• **SET EXERCISE**
Transcribe the data word for word, starting with its first line and stopping after the line that contains "top-left (110, 0), bottom-right (264, 39)".

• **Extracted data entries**
_ _ _ _

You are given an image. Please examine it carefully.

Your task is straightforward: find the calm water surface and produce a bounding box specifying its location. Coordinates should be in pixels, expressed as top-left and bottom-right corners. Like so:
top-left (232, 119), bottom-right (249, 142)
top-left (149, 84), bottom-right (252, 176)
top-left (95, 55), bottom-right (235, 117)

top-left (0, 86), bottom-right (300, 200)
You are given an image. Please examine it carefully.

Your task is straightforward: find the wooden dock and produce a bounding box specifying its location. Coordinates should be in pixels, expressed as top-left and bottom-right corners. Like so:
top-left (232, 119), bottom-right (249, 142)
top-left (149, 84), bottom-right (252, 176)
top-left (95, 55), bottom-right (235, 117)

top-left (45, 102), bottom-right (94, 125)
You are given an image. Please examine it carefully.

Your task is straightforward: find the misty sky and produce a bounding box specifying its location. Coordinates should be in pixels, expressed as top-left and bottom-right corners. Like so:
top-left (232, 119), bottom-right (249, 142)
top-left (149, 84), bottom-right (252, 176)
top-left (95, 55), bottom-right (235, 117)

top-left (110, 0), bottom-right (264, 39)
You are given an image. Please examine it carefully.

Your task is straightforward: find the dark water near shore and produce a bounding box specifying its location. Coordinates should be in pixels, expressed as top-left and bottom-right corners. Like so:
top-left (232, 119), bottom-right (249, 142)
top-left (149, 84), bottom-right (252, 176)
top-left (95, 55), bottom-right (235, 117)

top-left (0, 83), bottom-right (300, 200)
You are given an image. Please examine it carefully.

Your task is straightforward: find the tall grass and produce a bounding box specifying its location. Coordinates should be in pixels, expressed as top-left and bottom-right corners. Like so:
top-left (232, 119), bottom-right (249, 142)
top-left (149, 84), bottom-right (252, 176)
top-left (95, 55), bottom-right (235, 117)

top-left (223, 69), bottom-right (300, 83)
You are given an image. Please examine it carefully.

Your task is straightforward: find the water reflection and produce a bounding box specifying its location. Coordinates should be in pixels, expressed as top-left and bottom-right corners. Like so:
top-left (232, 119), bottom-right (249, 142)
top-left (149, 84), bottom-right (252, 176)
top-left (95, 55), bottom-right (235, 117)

_ _ _ _

• **RESULT OF THIS EXERCISE**
You are given an image. Please examine it carefully.

Your task is straightforward: find the calm water surface and produce a bounding box specifying its location. Coordinates should be in pixels, expressed as top-left and bottom-right corners. Like so:
top-left (232, 119), bottom-right (249, 142)
top-left (149, 84), bottom-right (252, 176)
top-left (95, 55), bottom-right (235, 117)

top-left (0, 86), bottom-right (300, 200)
You are given an image. Please examine it carefully.

Your task is straightforward: find the wooden dock and produce a bounding box specifying its location. Coordinates should be in pixels, expressed as top-left and bottom-right corners. Like so:
top-left (232, 119), bottom-right (249, 142)
top-left (149, 84), bottom-right (252, 176)
top-left (95, 55), bottom-right (235, 117)

top-left (45, 102), bottom-right (94, 125)
You are given an image. Please examine it carefully.

Your task is straightforward: find the misty sky and produce a bounding box specifying its location. Coordinates should be in pixels, expressed as top-left and bottom-right corners. Like so:
top-left (232, 119), bottom-right (249, 142)
top-left (149, 84), bottom-right (252, 176)
top-left (95, 55), bottom-right (235, 117)

top-left (110, 0), bottom-right (264, 39)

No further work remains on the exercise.